• Exercise prompt:
Would you print the records below word for word, without the pictures?

• Photo-based referring expression data:
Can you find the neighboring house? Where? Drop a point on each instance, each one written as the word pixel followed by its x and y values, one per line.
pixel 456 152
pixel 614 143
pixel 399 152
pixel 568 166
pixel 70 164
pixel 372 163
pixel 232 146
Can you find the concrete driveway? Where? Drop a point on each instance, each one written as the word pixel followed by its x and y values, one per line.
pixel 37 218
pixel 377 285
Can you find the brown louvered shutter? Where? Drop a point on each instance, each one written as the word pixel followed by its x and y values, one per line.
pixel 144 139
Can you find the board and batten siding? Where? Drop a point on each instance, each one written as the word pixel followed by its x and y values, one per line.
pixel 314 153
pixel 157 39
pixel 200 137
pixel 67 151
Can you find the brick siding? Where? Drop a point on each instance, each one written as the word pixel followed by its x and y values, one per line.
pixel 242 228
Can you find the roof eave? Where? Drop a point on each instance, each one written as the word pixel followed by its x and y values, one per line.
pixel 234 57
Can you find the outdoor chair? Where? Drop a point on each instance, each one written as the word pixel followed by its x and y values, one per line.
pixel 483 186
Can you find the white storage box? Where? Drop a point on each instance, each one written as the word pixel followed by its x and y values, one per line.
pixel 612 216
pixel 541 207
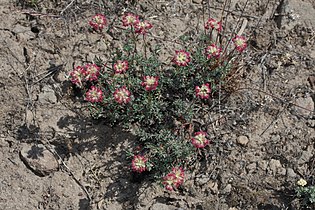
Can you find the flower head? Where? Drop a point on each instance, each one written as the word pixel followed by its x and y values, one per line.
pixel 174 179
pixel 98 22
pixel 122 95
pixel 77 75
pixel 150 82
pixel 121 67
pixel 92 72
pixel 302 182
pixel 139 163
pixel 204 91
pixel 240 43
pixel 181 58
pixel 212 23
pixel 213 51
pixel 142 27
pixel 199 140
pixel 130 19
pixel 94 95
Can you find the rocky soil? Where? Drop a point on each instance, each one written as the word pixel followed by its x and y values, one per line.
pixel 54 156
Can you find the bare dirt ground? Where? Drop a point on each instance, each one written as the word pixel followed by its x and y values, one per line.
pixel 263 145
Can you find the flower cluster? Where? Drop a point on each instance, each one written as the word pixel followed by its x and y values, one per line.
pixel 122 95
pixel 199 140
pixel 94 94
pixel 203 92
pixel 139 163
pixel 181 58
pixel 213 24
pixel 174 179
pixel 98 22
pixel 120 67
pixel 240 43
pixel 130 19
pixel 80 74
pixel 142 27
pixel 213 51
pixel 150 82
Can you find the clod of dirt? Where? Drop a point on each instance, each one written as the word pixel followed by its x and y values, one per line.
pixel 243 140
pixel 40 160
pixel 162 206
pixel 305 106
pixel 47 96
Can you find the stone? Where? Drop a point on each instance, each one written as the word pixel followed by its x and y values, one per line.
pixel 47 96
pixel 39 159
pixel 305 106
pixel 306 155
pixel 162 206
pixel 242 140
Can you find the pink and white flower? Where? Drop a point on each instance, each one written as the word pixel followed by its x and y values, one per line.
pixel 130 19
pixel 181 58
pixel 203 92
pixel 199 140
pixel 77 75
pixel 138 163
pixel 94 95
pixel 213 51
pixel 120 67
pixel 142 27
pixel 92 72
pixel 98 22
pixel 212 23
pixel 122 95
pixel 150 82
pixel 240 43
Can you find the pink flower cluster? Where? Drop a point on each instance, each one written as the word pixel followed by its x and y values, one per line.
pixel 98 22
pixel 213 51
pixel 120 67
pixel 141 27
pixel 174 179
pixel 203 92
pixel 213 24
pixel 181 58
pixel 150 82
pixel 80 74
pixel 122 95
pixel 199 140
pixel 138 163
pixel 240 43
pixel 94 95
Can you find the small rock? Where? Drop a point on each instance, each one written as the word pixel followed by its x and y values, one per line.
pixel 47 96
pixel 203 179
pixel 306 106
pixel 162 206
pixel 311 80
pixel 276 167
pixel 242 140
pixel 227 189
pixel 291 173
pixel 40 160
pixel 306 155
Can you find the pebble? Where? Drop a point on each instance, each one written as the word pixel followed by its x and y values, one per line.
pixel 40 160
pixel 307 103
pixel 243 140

• Result:
Can you find the neighboring house? Where? Drop a point on each instance, each one written as the word pixel followed by its x and y values, one per line.
pixel 456 152
pixel 614 143
pixel 399 152
pixel 568 166
pixel 70 164
pixel 372 163
pixel 232 146
Can you find the concrete driveway? Where? Drop a point on each instance, each one written as the word pixel followed by its x and y values, one per line.
pixel 37 218
pixel 377 285
Can you find the brown louvered shutter? Where? Drop a point on each instance, each one written as the word pixel followed by its x and y values, one per line.
pixel 144 139
Can you find the board and batten siding? Where? Drop a point on each instance, each one written as the word pixel followed by its x and y values, one per line.
pixel 314 153
pixel 157 39
pixel 200 137
pixel 67 151
Can you find the brick siding? Where? Drop a point on each instance, each one written as the word pixel followed by its x and y values, one per line.
pixel 242 228
Can you find the roof eave? Where? Drop a point on each instance, each one written as the word pixel followed by its x and y values, one per line.
pixel 234 57
Can you find the outdoor chair? Where? Drop a point on each instance, each one written as the word pixel followed by its x and y values, one per line.
pixel 483 186
Can you find the white storage box? Where? Drop a point on each instance, each one written as the word pixel followed by its x and y values, one per line.
pixel 612 216
pixel 541 207
Can you find the flower head? Where? Drop a point on each instance, each one written as the word pixel followed by its x and y values, one per line.
pixel 174 179
pixel 98 22
pixel 122 95
pixel 77 75
pixel 150 82
pixel 121 67
pixel 92 72
pixel 302 182
pixel 139 163
pixel 204 91
pixel 240 43
pixel 181 58
pixel 212 23
pixel 213 51
pixel 142 27
pixel 199 140
pixel 130 19
pixel 94 95
Can you find the rocky soil? Where? Drop a point on each instance, each one written as the word pixel followed by its x and y values, one per line.
pixel 54 156
Can you find the bare dirt ground? Where? Drop a point on each instance, each one written as the word pixel followed by its x and y values, one per line.
pixel 263 145
Can you find the flower cluster? Where? Drop a point on each instance, each one written as the word pixel followed by its x and y values, one per line.
pixel 122 95
pixel 199 140
pixel 94 94
pixel 203 92
pixel 139 163
pixel 181 58
pixel 213 24
pixel 174 179
pixel 98 22
pixel 120 67
pixel 240 43
pixel 130 19
pixel 80 74
pixel 142 27
pixel 213 51
pixel 150 82
Can you find the clod of dirt? Where? Drop a point on each instance, each one written as the word pixel followed by its x and y values, one per line.
pixel 243 140
pixel 40 160
pixel 162 206
pixel 305 106
pixel 47 96
Can you find the stone? Where? Drop a point on each instance, each one written as the word pixel followed by its x and y values, one per line.
pixel 47 96
pixel 39 159
pixel 305 106
pixel 306 155
pixel 162 206
pixel 242 140
Can you find the pink and white flower? Where? Drop a point on each instance, each one written as the word pixel followed by its x and y values, one per line.
pixel 130 19
pixel 181 58
pixel 203 92
pixel 199 140
pixel 77 75
pixel 138 163
pixel 94 95
pixel 213 51
pixel 120 67
pixel 142 27
pixel 92 72
pixel 98 22
pixel 212 23
pixel 122 95
pixel 150 82
pixel 240 43
Can you find the pink flower cluster? Where? Drop a point on each instance, each one written as the word pixel followed by its x and y values, one per line.
pixel 98 22
pixel 213 51
pixel 120 67
pixel 141 27
pixel 174 179
pixel 203 92
pixel 213 24
pixel 181 58
pixel 150 82
pixel 80 74
pixel 122 95
pixel 199 140
pixel 138 163
pixel 240 43
pixel 94 95
Can you find the small rock? Where? Drop a point on each instance, each one written as the word pixel followed by its x and y values, one per line.
pixel 47 96
pixel 203 179
pixel 306 106
pixel 162 206
pixel 311 80
pixel 276 167
pixel 242 140
pixel 227 189
pixel 291 173
pixel 40 160
pixel 306 155
Can you find the pebble? Where? Drop a point on each instance, each one written as the word pixel followed by its x and y values, one per line.
pixel 40 160
pixel 307 103
pixel 243 140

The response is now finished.